Dataset rows
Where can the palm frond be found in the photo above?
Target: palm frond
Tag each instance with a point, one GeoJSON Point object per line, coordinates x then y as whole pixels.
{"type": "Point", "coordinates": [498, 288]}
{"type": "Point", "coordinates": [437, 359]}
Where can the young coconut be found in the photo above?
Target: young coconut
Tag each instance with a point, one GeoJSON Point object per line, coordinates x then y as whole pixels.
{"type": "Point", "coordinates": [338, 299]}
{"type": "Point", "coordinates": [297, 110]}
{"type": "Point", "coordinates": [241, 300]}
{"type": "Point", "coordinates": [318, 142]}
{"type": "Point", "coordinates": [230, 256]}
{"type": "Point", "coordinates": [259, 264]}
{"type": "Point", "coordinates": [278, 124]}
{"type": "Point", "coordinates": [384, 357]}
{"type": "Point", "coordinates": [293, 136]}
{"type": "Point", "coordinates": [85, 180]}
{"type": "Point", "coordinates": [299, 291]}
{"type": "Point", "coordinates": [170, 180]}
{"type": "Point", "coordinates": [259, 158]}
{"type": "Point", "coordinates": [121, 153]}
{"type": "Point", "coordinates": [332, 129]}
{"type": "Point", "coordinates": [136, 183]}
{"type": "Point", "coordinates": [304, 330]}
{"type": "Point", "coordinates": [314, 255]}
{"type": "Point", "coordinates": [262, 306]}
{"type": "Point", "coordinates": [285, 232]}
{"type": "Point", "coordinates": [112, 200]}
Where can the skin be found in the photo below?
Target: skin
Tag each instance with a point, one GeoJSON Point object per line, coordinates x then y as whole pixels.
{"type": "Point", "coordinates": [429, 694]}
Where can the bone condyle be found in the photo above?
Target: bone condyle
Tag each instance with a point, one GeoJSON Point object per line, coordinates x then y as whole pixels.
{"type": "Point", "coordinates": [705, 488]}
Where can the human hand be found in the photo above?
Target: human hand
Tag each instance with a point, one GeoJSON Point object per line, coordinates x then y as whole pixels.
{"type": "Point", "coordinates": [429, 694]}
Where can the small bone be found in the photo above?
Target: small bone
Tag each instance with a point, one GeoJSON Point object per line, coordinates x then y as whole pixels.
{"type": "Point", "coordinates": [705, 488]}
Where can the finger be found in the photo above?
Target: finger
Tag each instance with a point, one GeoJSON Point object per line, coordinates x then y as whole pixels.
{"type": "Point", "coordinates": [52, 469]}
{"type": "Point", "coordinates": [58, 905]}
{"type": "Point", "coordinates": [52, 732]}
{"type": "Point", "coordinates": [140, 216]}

Task prompt
Starting from the line containing "Where can the skin", repeat each line through the end of the entries, exactly.

Solution to this exercise
Where can the skin be found in the photo below?
Target: skin
Tag each instance with a point, one GeoJSON Point object per line, coordinates x then y as whole pixels.
{"type": "Point", "coordinates": [429, 694]}
Where can the bone condyle be found in the photo above?
Target: bone condyle
Tag each instance with a point, one GeoJSON Point object per line, coordinates x then y as whole pixels.
{"type": "Point", "coordinates": [705, 488]}
Where can the human hand be found in the photo above?
Target: human hand
Tag each instance with a point, one GeoJSON Point object per line, coordinates x then y as whole pixels.
{"type": "Point", "coordinates": [429, 694]}
Where can the small bone be found in the photo above?
Target: small bone
Tag each instance with a point, one GeoJSON Point object per line, coordinates x then y as whole pixels.
{"type": "Point", "coordinates": [705, 488]}
Where can the finger be found in the photo above?
Target: finger
Tag each instance with a point, one GeoJSON Point object per line, coordinates x then y as whole pixels.
{"type": "Point", "coordinates": [52, 469]}
{"type": "Point", "coordinates": [58, 905]}
{"type": "Point", "coordinates": [52, 732]}
{"type": "Point", "coordinates": [140, 216]}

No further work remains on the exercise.